**REQUIRED ACTION**
Having read the data, transcribe all of it without deviation.

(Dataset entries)
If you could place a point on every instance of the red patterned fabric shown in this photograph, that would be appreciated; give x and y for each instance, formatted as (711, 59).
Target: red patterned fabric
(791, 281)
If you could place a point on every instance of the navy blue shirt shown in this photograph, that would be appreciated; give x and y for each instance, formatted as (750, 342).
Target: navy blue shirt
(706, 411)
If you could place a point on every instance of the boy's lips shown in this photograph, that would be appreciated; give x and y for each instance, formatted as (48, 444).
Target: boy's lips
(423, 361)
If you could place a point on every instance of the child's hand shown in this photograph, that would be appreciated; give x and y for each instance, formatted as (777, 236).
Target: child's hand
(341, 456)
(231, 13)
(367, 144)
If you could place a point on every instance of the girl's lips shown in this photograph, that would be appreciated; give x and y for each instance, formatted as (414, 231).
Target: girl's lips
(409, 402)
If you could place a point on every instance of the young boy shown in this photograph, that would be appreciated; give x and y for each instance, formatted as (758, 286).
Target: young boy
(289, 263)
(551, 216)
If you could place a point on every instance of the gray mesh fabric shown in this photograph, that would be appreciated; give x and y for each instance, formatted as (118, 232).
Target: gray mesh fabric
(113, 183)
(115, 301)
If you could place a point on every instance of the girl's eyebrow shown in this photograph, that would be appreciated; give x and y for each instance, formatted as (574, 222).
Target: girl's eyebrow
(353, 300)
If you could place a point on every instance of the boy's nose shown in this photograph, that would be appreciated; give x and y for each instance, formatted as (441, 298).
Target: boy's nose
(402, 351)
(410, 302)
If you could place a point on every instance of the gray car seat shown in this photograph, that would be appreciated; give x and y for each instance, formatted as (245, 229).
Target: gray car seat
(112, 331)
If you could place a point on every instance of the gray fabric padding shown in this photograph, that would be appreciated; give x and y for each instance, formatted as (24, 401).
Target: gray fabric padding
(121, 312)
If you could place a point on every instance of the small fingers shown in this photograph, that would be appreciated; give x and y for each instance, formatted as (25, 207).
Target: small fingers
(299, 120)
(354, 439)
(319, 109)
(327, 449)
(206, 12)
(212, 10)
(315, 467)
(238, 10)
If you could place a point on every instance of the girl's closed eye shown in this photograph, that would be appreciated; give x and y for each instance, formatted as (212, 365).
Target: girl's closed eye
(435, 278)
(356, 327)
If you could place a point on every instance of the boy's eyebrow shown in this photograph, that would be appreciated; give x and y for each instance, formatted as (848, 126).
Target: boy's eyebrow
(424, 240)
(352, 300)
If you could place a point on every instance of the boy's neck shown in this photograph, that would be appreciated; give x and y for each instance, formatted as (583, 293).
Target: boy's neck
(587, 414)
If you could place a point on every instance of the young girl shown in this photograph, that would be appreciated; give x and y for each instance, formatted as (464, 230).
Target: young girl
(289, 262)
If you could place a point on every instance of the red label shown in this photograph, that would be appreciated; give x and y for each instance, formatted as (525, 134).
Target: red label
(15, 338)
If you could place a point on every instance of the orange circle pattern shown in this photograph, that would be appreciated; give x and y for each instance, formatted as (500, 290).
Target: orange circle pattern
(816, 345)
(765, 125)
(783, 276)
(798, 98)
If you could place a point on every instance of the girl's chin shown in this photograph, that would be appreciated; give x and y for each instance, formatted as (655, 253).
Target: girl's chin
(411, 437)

**EXERCISE SOLUTION**
If you could place a point on every instance of the red patterned fabric shown in this photograph, that would be appreciated; give x and y for each instance, formatted as (711, 59).
Target: red patterned fabric
(791, 281)
If you could place a point on every instance of the navy blue shirt shown in this photograph, that would be appreciated; give x and y for each instance, formatted as (750, 342).
Target: navy blue shirt
(706, 411)
If you could place a point on every instance of the boy's lips shown in this photograph, that would be appreciated; give x and y for each instance, formatted as (48, 444).
Target: boy's lips
(423, 361)
If you could place a point on every instance of the child's hand shown in this photograph, that would be appreciated; give x and y for each instance, formatted as (777, 236).
Target: child's hand
(341, 456)
(231, 13)
(367, 144)
If you could place a point on every instance of the girl's lips shown in this photograph, that would be appreciated; give x and y for each instance, formatted as (414, 231).
Target: girl's lips
(409, 402)
If you could place a point on every instance of the young boy shown in this photograph, that would be appreciated; give x and y for each instance, formatted as (758, 286).
Target: young boy
(289, 263)
(551, 216)
If you could place a point on every instance of the gray mesh fabric shown in this photograph, that would be appreciated; give x and y for each instance, formatted as (118, 232).
Target: gray mesh fabric
(113, 183)
(115, 301)
If you could place a point on every instance of the girl's eyebrow shown in this photograph, that would be appreciated; give x and y for each instance, formatted as (574, 222).
Target: girl's eyebrow
(353, 300)
If you could place a point on every instance of the boy's nose shown in this photograph, that would be appreciated; give x and y for each instance, formatted as (441, 298).
Target: boy's nose
(402, 351)
(410, 302)
If you could place a point on every instance of the gray car seat shown in this photograph, that would be appreciated; give x and y for each instance, formatted as (245, 229).
Target: gray car seat
(112, 331)
If you could place a point on every instance of the gray fabric padding shown in this photograph, that would be appreciated; give x and y for each instance, formatted as (24, 401).
Target: gray fabric padding
(121, 312)
If you could place a point on every instance of the small fingers shown in this photograph, that would be appreciated; give x and y for each instance, formatted as (25, 207).
Target: small fingers
(299, 120)
(354, 439)
(319, 109)
(327, 449)
(206, 12)
(212, 10)
(315, 467)
(238, 10)
If you could place a point on every instance of the girl's closed eye shown in this photograph, that would be appreciated; give x and y for each instance, formatted as (212, 365).
Target: girl's closed eye
(435, 278)
(356, 327)
If you could place a point on every instance of the boy's eyebrow shown in this photograph, that would be appreciated; give x and y for each instance, formatted as (848, 126).
Target: boy's eyebrow
(424, 240)
(352, 300)
If you could place a point on every instance of the boy's neck shown in this photograph, that would be appreciated; give x and y for each instance, formatted as (583, 293).
Target: boy's neck
(587, 414)
If you could place a point on every instance of the young girl shown in this photograph, that would be appreciated; give x and y for each instance, formatted as (464, 230).
Target: young girl
(289, 262)
If you could place a point on every instance of the red label shown in this photograph, that would be appreciated; give x and y for each instance, formatted as (525, 134).
Target: red label
(15, 338)
If you could place a point on every instance of the orange circle pattern shown in this photograph, that would be appreciated; give x and y for each instance, formatted as (500, 290).
Target: orange circle pattern
(816, 345)
(765, 125)
(783, 276)
(798, 98)
If you could place a point on every instance of the girl's chin shown in this photograph, that would be appreciated; give x and y for each instance, formatted as (655, 253).
Target: girl's chin
(411, 437)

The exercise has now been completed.